### Stored rows
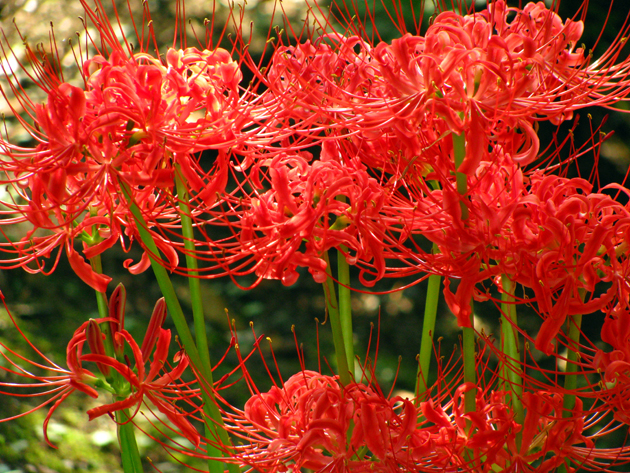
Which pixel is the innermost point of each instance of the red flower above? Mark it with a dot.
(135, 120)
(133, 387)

* * *

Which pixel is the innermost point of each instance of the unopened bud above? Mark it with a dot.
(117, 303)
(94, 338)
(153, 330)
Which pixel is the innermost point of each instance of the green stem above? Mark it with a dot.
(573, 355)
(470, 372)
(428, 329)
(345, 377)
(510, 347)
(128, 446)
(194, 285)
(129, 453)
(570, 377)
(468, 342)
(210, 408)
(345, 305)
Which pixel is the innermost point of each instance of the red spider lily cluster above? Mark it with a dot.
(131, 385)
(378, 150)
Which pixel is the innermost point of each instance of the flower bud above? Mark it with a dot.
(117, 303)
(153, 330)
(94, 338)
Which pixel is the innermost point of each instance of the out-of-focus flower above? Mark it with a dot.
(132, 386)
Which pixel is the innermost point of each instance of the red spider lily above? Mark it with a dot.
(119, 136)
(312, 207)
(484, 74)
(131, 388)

---

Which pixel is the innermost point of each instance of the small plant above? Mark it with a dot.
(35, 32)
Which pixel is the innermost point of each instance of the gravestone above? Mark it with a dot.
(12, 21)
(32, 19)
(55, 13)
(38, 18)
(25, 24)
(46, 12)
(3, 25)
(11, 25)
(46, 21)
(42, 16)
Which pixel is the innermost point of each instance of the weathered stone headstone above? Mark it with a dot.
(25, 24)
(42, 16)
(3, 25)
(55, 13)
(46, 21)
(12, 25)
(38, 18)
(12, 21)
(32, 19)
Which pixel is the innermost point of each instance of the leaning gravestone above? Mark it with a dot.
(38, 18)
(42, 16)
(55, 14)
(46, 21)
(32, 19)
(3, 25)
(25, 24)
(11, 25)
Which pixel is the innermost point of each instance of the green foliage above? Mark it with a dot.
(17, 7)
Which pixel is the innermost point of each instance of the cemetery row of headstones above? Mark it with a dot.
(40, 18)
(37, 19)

### Objective
Report every row above that contains the word "lily", copying each such row in full.

### Result for this task
Which pixel is the innermost point of each instance of the red spider lily cluster above? Mark it with a dot.
Which pixel is the innermost point of each instance of the red spider lily above? Mark it with a dot.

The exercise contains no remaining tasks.